* begin Extracted data *
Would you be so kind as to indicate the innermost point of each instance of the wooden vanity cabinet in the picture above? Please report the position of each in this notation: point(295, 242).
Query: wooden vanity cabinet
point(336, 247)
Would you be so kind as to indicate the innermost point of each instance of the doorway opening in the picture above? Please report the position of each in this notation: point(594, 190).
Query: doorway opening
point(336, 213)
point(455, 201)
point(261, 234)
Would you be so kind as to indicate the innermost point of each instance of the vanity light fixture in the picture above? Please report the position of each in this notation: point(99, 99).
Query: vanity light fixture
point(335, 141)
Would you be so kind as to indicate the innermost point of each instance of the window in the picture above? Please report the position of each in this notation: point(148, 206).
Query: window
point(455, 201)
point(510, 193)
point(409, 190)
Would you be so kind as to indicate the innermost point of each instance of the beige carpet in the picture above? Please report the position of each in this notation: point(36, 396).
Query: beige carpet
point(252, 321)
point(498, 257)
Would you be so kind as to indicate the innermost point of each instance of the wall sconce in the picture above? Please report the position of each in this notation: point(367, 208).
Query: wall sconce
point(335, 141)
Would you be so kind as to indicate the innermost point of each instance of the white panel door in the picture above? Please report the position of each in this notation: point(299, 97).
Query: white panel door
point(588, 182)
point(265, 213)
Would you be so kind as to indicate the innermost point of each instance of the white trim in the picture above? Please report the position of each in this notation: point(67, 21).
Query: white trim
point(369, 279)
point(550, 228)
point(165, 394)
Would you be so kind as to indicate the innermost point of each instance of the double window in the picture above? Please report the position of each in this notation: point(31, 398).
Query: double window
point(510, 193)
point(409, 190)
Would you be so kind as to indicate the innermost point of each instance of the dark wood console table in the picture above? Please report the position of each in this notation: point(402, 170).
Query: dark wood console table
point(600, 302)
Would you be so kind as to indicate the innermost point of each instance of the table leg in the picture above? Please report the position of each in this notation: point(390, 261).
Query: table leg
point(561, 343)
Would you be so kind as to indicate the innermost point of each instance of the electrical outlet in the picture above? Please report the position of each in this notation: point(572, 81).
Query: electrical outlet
* end Extracted data *
> [Task objective] Reproduce all of the entries above word for word, from the first line to the last.

> [Solution to this exercise]
Would you be so kind as to indicate the innermost point of each instance of the wooden vanity cabinet in the picture above? Please report the position of each in this notation: point(295, 242).
Query: wooden vanity cabinet
point(336, 247)
Would you be so kind as to indicate the innermost point of each instance of the doorway opening in the picture above? Please report the position of each in this notation: point(594, 190).
Query: doorway opening
point(336, 213)
point(455, 201)
point(261, 234)
Would you be so kind as to indicate the innermost point of each instance of the vanity light fixture in the picture above? Please report the position of each in this notation: point(99, 99).
Query: vanity light fixture
point(335, 141)
Would you be so kind as to indicate the innermost point of each instance of the window in the picture above? Please report the position of each in this notation: point(148, 206).
Query: window
point(455, 201)
point(510, 193)
point(409, 190)
Would you be so kind as to indicate the innermost point of each instance of the beige carpet in the picture above? Please report the position of each in this notation: point(36, 396).
Query: beige carpet
point(252, 321)
point(498, 257)
Would you be so kind as to indicate the innermost point of each instance of the wall sconce in the picture above? Please report the position of each in this notation: point(367, 208).
Query: wall sconce
point(335, 141)
Would you be so kind as to indicate the innermost point of each instance of the white panel door in the picture above? Please report the position of each in this notation: point(299, 97).
Query: white panel door
point(588, 182)
point(265, 213)
Would you be so kind as to indicate the innermost point of each instance of the white trim in the picture above? Please report the position of each in this notation: point(67, 21).
Query: white trim
point(369, 279)
point(550, 228)
point(165, 394)
Would you be so kind as to indicate the innermost point of each instance of the double window in the picture above? Please report the position of each in this notation: point(31, 398).
Query: double window
point(510, 193)
point(409, 190)
Would you be so kind as to indicate the innermost point of each instance of the dark wood console table in the picture above? Please report the position of each in this notation: point(402, 170).
Query: dark wood console table
point(600, 302)
Would you be so kind as to indicate the innermost point of each instance of the table leg in the picture above? Please report the position of each in this notation: point(390, 261).
Query: table leg
point(561, 343)
Would you be so kind as to indicate the innermost point of each instance of the electrical outlet in the picture above? Please report the position of each in this notation: point(572, 81).
Query: electrical outlet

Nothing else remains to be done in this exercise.